EXERCISE OBJECTIVE:
Restate the complete material exactly.

PROVIDED ENTRIES:
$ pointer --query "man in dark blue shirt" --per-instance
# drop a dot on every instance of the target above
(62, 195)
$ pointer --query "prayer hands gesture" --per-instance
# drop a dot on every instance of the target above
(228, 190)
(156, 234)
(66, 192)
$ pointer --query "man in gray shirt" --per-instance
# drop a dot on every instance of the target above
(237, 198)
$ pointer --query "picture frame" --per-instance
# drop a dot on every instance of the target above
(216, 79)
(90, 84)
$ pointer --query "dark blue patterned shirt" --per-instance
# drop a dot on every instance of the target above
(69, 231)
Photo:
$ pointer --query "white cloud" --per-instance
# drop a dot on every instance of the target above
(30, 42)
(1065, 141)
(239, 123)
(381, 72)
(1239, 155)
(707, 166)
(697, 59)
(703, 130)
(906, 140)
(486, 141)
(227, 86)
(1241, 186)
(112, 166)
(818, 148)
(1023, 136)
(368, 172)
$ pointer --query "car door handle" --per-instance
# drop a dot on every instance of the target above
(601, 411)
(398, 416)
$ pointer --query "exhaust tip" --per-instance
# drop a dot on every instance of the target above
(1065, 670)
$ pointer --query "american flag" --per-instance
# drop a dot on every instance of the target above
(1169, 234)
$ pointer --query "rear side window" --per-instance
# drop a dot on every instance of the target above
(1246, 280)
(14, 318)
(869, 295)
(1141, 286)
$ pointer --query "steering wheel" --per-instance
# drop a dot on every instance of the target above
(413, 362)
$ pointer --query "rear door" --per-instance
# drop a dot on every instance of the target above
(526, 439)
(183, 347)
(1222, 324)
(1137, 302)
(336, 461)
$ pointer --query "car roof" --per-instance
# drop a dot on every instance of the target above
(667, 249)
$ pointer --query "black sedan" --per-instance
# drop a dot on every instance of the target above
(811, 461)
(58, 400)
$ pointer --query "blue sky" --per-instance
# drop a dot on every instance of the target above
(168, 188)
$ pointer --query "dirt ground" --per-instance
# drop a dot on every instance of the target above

ANSWER TO THE TASK:
$ pointer --query "man in dark blue shirt" --per-instance
# drop a dot on every instance of the target above
(62, 195)
$ pointer --query "prayer hands gesture" --per-instance
# drop a dot on every instance of the target above
(228, 190)
(156, 234)
(66, 192)
$ pointer --query "man in gray shirt" --per-instance
# drop a dot on every instance of the target above
(237, 198)
$ pointer --query "picture frame" --per-instance
# drop a dot on every instance of the target above
(216, 79)
(90, 84)
$ pointer --query "dark blue patterned shirt" --per-instance
# drop a dot on every instance of the target above
(69, 231)
Photo:
$ pointer --query "white cloud" --per-instance
# drop a dot on every instance of the target above
(30, 42)
(1065, 141)
(239, 123)
(381, 72)
(1239, 155)
(707, 166)
(697, 59)
(703, 130)
(906, 140)
(486, 141)
(227, 86)
(1241, 186)
(112, 166)
(818, 148)
(1023, 136)
(368, 172)
$ pointer --query "car door handle" --per-instance
# drop a dot on every instance of the target above
(601, 411)
(398, 416)
$ pointer --query "exhaust tip" --per-instance
# drop a dot on every instance of the target above
(1065, 670)
$ pointer --query "american flag" --per-instance
# drop a dot on every instance of the target above
(1169, 234)
$ pointer --query "rear side window" --per-instance
# drop a dot on every instance of the target above
(1246, 280)
(14, 318)
(869, 295)
(1141, 286)
$ pointer --query "steering wheel" --per-instance
# drop a dot on every instance of the target above
(413, 362)
$ pointer --query "rear door" --per-instance
# drop a dot on every instance of the target above
(526, 439)
(183, 347)
(1222, 324)
(1137, 302)
(336, 461)
$ pointer --query "car roof" --per-instance
# drop a dot on every instance of the target above
(667, 249)
$ pointer --query "black sedan" --per-instance
# drop a dot on every instance of the target above
(811, 461)
(58, 400)
$ pointer --query "blue sky" --per-instance
# drop a dot on every instance of the target above
(168, 188)
$ pointer --query "dirt ground" --per-instance
# drop a dot on every instance of the target above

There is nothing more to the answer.